TASK TO COMPLETE |
Only the pictures are to be omitted; everything else in the listing must be reproduced exactly.

Segment Open

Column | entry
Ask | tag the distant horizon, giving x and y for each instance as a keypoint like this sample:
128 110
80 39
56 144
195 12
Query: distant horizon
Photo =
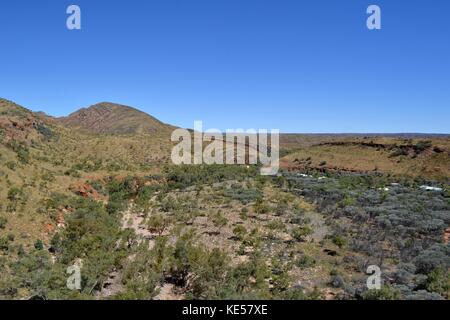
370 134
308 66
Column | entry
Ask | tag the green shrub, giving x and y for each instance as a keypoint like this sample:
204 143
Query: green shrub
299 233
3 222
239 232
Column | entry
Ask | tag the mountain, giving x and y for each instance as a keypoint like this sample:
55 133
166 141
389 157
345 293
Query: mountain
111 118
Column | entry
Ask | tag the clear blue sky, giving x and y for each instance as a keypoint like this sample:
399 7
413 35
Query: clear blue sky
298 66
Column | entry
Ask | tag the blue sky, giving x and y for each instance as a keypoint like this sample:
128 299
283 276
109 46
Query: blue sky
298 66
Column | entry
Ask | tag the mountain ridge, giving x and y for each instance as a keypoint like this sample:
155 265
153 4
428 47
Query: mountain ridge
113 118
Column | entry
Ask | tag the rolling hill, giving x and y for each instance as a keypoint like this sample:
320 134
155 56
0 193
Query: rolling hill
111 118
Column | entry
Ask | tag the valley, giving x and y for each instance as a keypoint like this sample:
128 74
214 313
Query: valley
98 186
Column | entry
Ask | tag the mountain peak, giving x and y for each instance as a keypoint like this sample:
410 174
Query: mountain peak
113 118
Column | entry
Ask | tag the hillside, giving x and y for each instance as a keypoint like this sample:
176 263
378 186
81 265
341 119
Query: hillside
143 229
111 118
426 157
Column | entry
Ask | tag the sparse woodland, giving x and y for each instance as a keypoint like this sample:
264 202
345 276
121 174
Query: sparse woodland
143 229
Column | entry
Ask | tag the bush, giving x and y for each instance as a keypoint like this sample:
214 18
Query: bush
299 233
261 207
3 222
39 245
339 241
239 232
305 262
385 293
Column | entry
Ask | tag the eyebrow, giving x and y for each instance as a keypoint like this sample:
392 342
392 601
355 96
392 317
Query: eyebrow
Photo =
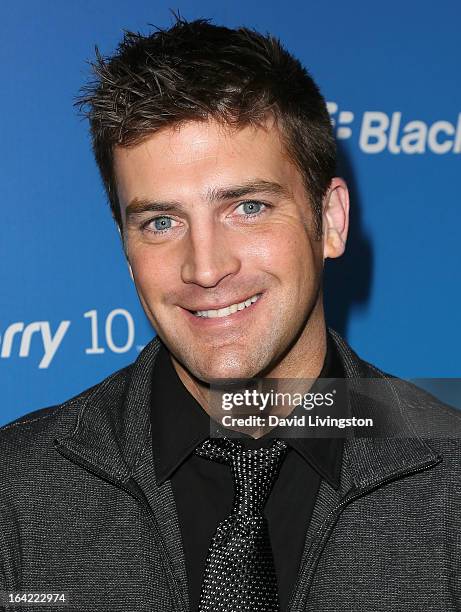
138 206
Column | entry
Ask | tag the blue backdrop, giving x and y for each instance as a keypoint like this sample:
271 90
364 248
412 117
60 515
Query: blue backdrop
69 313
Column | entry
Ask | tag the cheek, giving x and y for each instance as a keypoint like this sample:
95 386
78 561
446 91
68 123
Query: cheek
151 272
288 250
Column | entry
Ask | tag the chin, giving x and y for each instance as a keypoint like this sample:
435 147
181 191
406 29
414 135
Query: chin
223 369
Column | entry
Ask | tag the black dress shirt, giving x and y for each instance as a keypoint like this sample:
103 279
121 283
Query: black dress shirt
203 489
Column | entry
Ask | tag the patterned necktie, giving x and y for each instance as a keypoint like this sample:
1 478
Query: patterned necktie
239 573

Segment Closed

OUTPUT BELOW |
Column | entry
Ask | tag the distant horizon, giving x and y for each instance as a keypoint like this sample:
128 110
80 39
56 144
195 12
Query: distant horizon
Photo =
370 134
308 66
Column | entry
Ask | tag the green shrub, giving x and y for each instance as a keypoint like this sample:
204 143
Query: green shrub
299 233
3 222
239 232
Column | entry
Ask | tag the mountain, giving x and y for each instance as a keypoint like this sample:
55 133
166 141
389 157
345 293
Query: mountain
111 118
Column | entry
Ask | tag the clear blue sky, giving x and y for each instance as a keypoint like this sample:
399 7
413 35
Query: clear blue sky
298 66
Column | entry
Ask | tag the blue sky, giving x and y for each instance as a keypoint like this sample:
128 299
283 276
109 46
Query: blue sky
298 66
Column | entry
Ask | tag the mountain ridge, giving x and y for each instance as a keypoint like this sample:
155 265
153 4
428 47
Query: mountain ridge
113 118
Column | entry
Ask | tag the rolling hill, giving x and y for each instance as a keypoint like this sample:
320 134
155 56
0 193
Query: rolling hill
111 118
Column | entry
Ask | tag the valley, giving x and y for each instance as a keypoint like this sample:
128 74
214 313
Query: valley
98 186
Column | entry
Ask | tag the mountain peak, giving x and y for each instance as a keypoint like this sample:
410 174
Query: mountain peak
113 118
Column | entry
Ask | tag the hillside, giving x and y for each instance as a keypoint like this sample:
176 263
378 186
81 265
341 119
Query: hillside
143 229
111 118
426 157
Column | entry
Ask | tag the sparse woodland, giving x and y for each instance as a keypoint like this sample:
264 202
345 276
121 174
Query: sparse woodland
143 229
Column | entry
Ask | tag the bush, giving x and y for each instance as a keypoint like this sample:
214 18
Query: bush
299 233
261 207
3 222
39 245
339 241
239 232
305 262
385 293
Column | entry
Ask | tag the eyebrow, giving x and y for each instance as a keypoint like this sample:
392 342
392 601
355 96
392 317
Query: eyebrow
Photo =
138 206
Column | entry
Ask | tag the blue backdrop, giving x and y for each instance as a keypoint like this sample:
271 90
364 248
412 117
60 515
Query: blue backdrop
69 313
Column | entry
Ask | tag the cheek, giving x and y for each instance as a keypoint like this sample:
95 386
78 561
446 91
68 123
Query: cheek
151 272
288 250
Column | entry
Ask | tag the chin, giving x and y for each instance as a keypoint like this sample:
435 147
181 191
406 29
414 135
Query: chin
223 369
Column | entry
Ask | tag the black dress shirt, giving x and y for each instance as a keypoint like this sample:
103 279
121 283
Query: black dress shirt
203 489
Column | entry
Ask | tag the patterned necktie, giving x and y for each instance as a keypoint like this sample:
1 478
Query: patterned necktie
239 573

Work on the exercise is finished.